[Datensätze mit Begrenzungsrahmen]
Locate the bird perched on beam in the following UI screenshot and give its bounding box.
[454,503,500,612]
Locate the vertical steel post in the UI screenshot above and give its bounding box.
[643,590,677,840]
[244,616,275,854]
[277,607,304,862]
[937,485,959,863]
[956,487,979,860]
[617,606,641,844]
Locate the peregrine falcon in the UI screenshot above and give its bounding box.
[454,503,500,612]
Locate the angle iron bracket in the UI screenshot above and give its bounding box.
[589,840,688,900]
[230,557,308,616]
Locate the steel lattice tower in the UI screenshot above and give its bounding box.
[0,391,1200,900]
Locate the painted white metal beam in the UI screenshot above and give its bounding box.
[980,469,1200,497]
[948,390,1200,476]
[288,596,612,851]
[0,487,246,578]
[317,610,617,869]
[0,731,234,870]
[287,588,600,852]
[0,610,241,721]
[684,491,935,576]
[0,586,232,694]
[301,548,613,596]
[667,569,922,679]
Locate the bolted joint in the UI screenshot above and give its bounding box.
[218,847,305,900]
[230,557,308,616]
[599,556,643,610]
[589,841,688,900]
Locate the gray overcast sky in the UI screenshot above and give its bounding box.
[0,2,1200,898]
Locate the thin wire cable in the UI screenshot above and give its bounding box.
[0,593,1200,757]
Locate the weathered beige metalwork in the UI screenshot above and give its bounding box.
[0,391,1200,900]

--

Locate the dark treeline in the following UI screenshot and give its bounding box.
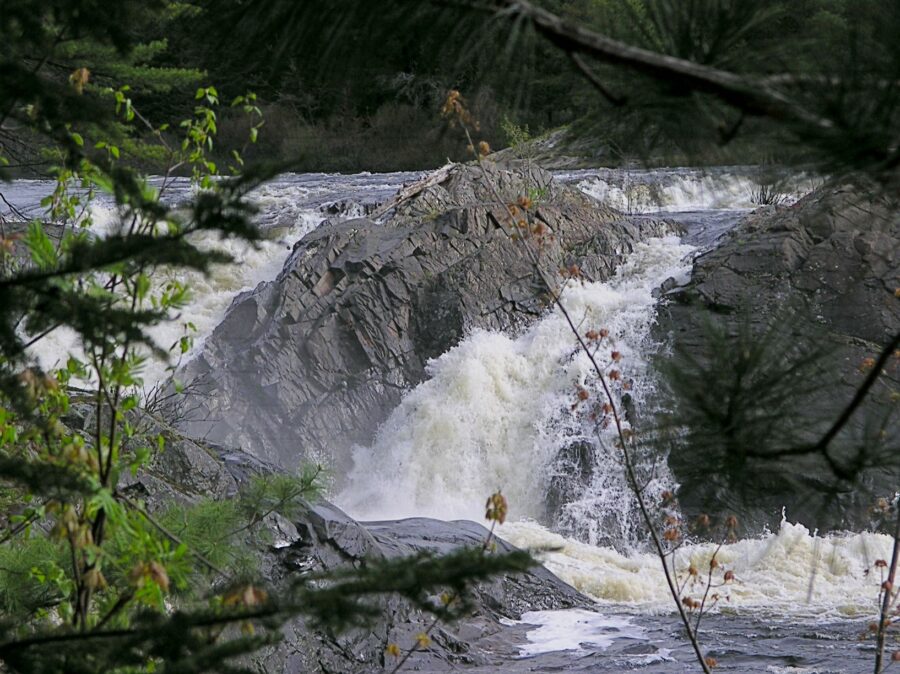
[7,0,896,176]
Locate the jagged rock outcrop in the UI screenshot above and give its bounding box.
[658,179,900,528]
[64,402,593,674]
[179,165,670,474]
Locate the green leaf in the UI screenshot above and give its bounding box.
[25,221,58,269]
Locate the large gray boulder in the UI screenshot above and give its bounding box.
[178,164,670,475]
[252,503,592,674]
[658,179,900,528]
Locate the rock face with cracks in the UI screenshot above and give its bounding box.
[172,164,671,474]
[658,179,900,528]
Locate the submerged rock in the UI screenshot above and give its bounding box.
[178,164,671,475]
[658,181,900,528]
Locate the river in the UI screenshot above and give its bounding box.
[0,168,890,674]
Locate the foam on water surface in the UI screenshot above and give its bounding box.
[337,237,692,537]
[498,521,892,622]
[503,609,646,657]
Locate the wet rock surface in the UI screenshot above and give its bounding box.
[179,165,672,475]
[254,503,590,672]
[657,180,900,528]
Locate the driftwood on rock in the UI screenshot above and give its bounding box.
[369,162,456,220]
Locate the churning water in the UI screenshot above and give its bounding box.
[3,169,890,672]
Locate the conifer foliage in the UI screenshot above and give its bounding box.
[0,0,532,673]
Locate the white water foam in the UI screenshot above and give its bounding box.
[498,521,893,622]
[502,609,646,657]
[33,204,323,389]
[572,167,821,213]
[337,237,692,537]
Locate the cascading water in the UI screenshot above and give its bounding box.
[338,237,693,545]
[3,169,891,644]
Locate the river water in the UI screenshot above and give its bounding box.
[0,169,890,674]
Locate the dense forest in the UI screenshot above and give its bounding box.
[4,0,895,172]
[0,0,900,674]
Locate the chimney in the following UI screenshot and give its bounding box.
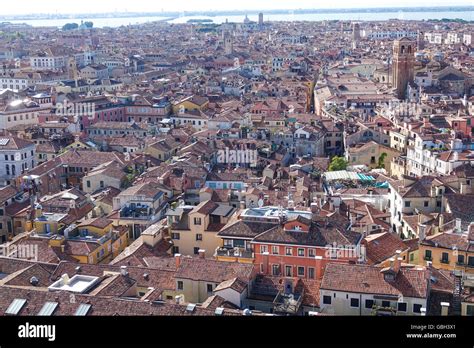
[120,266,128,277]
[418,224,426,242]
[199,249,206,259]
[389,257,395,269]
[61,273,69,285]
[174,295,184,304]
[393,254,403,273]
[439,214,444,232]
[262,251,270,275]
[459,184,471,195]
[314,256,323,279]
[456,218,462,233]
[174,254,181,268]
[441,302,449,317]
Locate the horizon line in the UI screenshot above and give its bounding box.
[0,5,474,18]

### [Arbeitsauftrag]
Schreibe die Zeilen der Datensätze unverändert ab. Beginne bei der Zeile mit „Locate the jagged“ und höre nach der Zeile mit „[3,169,891,644]“ auf.

### [Lösung]
Locate the jagged rock outcrop in the UI screenshot above and give its bounding box.
[658,179,900,528]
[64,402,593,674]
[179,165,670,474]
Locate the green leaf in the UI screenshot above and give its bounding box.
[25,221,58,269]
Locate the large gray boulder in the UI screenshot above and give its bounding box.
[178,164,670,475]
[252,503,592,674]
[658,179,900,528]
Locate the rock face with cracks in the UI screenshot above and give its bounding box.
[172,164,671,474]
[658,179,900,528]
Locate the submerged rock in the UI screenshot above and give its bounding box.
[178,164,671,475]
[658,181,900,528]
Locate the river in the UI screenshot above and give its bounding box.
[0,168,890,674]
Locate the foam on water surface in the UI screenshot above and give its bounding box.
[337,237,692,537]
[498,521,892,622]
[503,609,646,657]
Locate the wet rock surface in the UI screenshot above and give its bounding box.
[179,165,672,475]
[254,503,590,672]
[657,180,900,528]
Locate the driftwood on rock in the UI screenshot above and give its bounding box.
[369,162,456,220]
Locate the churning water in the UI screenshot above and give its bounding box.
[3,169,890,672]
Locate the conifer foliage in the UI screenshot above and give its bounding box.
[0,0,532,673]
Locate the white water foam in the UI screenshot above and give its bounding box.
[498,521,893,622]
[502,609,646,657]
[33,204,323,389]
[572,167,821,213]
[337,237,692,537]
Locate the cascading water in the UI screenshot above and give its bounding box.
[338,237,693,545]
[3,169,891,644]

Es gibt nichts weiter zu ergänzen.